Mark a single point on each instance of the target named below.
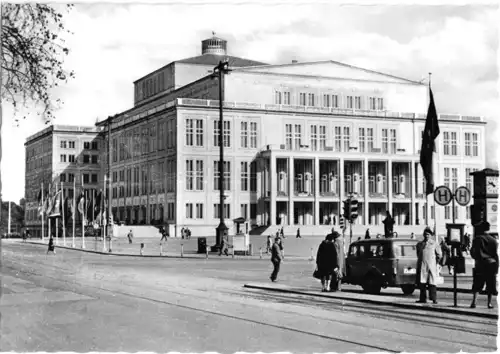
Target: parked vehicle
(380, 263)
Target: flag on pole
(430, 133)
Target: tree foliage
(33, 51)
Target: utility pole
(221, 230)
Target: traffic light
(345, 213)
(353, 210)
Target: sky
(115, 44)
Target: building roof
(213, 59)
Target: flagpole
(74, 211)
(83, 215)
(63, 211)
(43, 213)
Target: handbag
(316, 274)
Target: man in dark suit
(484, 252)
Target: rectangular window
(227, 175)
(322, 137)
(199, 175)
(199, 132)
(297, 136)
(253, 211)
(189, 132)
(454, 179)
(302, 99)
(244, 176)
(347, 138)
(244, 134)
(288, 136)
(286, 98)
(349, 102)
(393, 141)
(314, 137)
(454, 144)
(199, 211)
(338, 138)
(253, 177)
(475, 146)
(357, 102)
(310, 99)
(385, 141)
(361, 139)
(468, 144)
(244, 211)
(227, 214)
(189, 210)
(446, 143)
(253, 135)
(447, 177)
(369, 139)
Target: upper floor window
(253, 135)
(244, 134)
(227, 133)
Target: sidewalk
(445, 304)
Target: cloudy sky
(114, 44)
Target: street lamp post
(221, 230)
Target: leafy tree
(33, 51)
(32, 54)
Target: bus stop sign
(462, 196)
(442, 195)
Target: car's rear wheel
(408, 289)
(372, 284)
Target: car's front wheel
(408, 289)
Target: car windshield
(405, 250)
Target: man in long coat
(428, 255)
(339, 248)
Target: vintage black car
(380, 263)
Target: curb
(379, 302)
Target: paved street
(77, 301)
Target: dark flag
(430, 133)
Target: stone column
(316, 191)
(291, 180)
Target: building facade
(61, 155)
(298, 139)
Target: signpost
(443, 196)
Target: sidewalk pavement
(389, 297)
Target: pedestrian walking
(326, 262)
(388, 225)
(276, 258)
(223, 247)
(51, 247)
(338, 242)
(484, 252)
(428, 255)
(269, 244)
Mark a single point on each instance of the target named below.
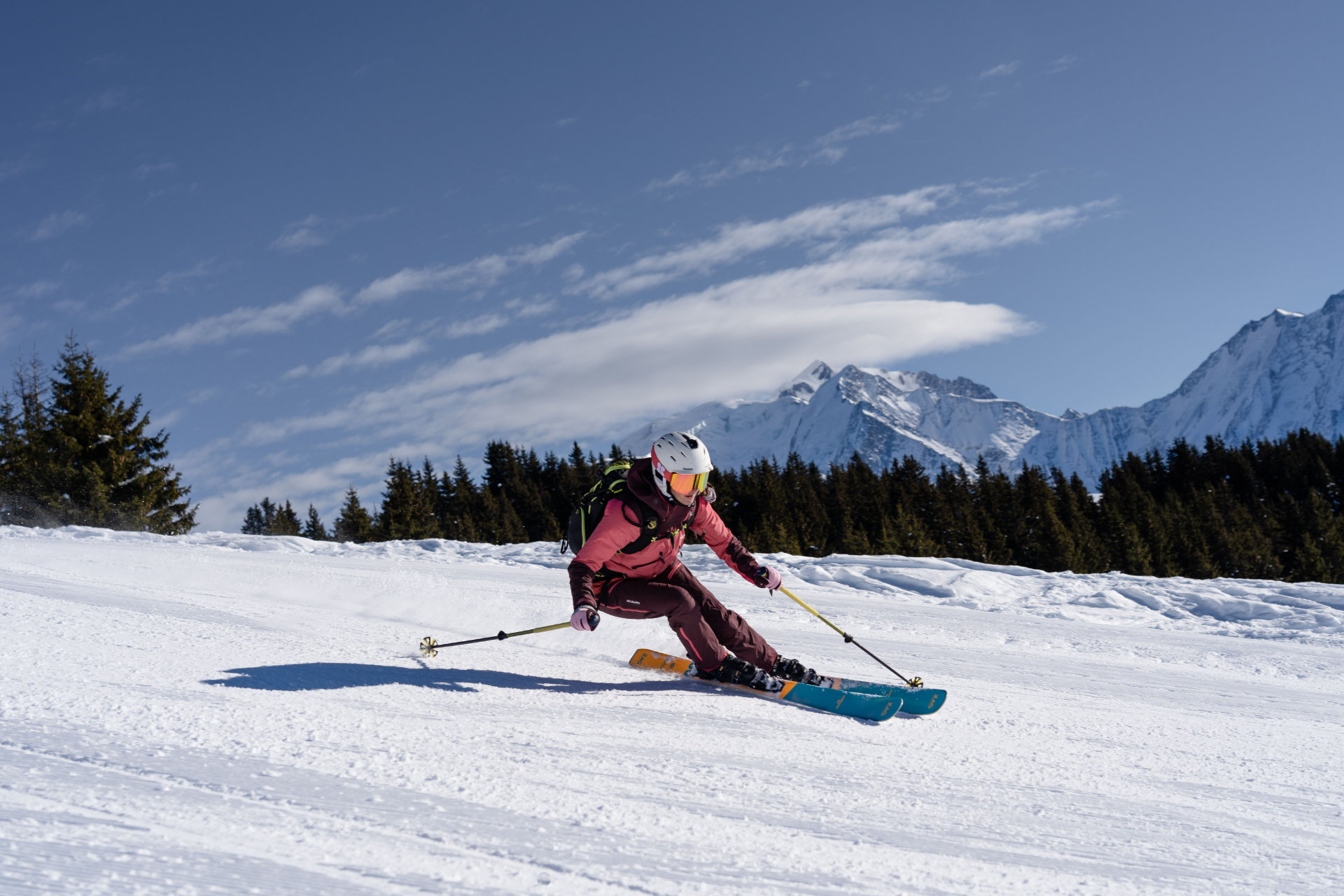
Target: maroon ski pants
(704, 625)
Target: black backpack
(589, 512)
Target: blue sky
(318, 235)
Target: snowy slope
(235, 713)
(1276, 375)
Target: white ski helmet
(680, 464)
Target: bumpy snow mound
(1240, 608)
(1276, 375)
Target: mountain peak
(804, 386)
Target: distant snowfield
(225, 713)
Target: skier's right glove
(766, 578)
(585, 618)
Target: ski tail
(844, 703)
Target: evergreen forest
(74, 453)
(1272, 510)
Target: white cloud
(737, 241)
(59, 223)
(248, 321)
(862, 128)
(533, 308)
(741, 337)
(999, 71)
(316, 230)
(476, 327)
(365, 359)
(827, 148)
(302, 234)
(714, 174)
(476, 273)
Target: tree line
(1268, 510)
(74, 453)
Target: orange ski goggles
(687, 482)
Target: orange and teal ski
(843, 703)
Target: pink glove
(585, 618)
(768, 578)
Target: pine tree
(354, 523)
(286, 522)
(407, 511)
(84, 456)
(314, 528)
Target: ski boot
(794, 671)
(739, 672)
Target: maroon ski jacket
(620, 526)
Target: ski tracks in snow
(226, 713)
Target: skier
(652, 582)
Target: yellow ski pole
(429, 648)
(848, 638)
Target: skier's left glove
(585, 618)
(766, 578)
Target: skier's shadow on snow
(334, 676)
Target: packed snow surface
(223, 713)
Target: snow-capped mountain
(1278, 374)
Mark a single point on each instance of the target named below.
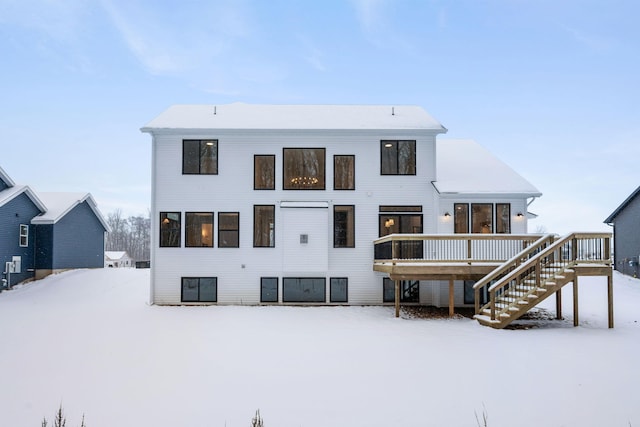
-------------------------
**Task:** Display each line of the data above that contains the word "skier".

**Task response:**
Target: skier's right glove
Target: skier
Target: skier's left glove
Target: skier's shadow on snow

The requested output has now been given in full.